Vorliegender Text -
•••••

LINDNER-Interview für die „Rheinische Post“
Berlin. Der stellvertretende FDP-Bundesvorsitzende CHRISTIAN LINDNER gab der „Rheinischen Post“ (Mittwoch-Ausgabe) das folgende Interview. Die Fragen stellte MICHAEL BRÖCKER:
Frage: Sie stehen mit der FDP vor einem Scherbenhaufen. Wo fängt man da an?
LINDNER: Bei der Parteibasis – ihr hören wir jetzt zu. Die liberale Idee ist lebendig, aber wir müssen uns auf die Grundsätze besinnen. Wirtschaftliche Vernunft, ideologiefreie Bildungspolitik, ein positives Menschenbild – das ist attraktiv. Mir haben 600 Menschen geschrieben, die uns nicht gewählt haben, um so den Neuanfang zu erzwingen, bei dem sie jetzt mitmachen wollen.
Frage: Wie groß ist die Gefahr, dass Liberalismus nicht mehr mit FDP verbunden wird?
LINDNER: Mögen wir auch unvollkommen sein, so gibt es doch keine andere liberale Partei. Es ist absurdes Theater, dass die Grünen, die gerade noch Steuersätze von 87 Prozent gefordert haben und uns den Speiseplan diktieren wollten, jetzt plötzlich die Partei der Freiheit sein wollen. Viele Menschen teilen unsere Werte, sie wollen selbstbestimmt leben, sie wollen einen bescheidenen Staat und eine weltoffene Gesellschaft. Diese Menschen werden wir wieder für uns gewinnen.

•••••

Aufgabenstellung -
Entscheiden Sie für jede Aussage, ob sie mit dem Interview übereinstimmt, und belegen Sie Ihre Antwort mit einem wörtlichen Zitat.
1. Lindner zufolge haben ihm 600 Menschen geschrieben, die die FDP nicht gewählt haben.
2. Die Fragen im Interview stellte Christian Lindner.
3. Laut Lindner gibt es neben der FDP noch eine weitere liberale Partei.

Auszug Datensatz -
•••••

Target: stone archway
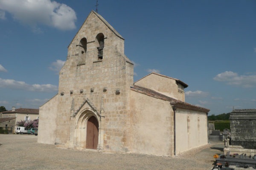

•••••

Lösung -
1. Ja: „Mir haben 600 Menschen geschrieben, die uns nicht gewählt haben“
2. Nein: „Die Fragen stellte MICHAEL BRÖCKER“
3. Nein: „so gibt es doch keine andere liberale Partei“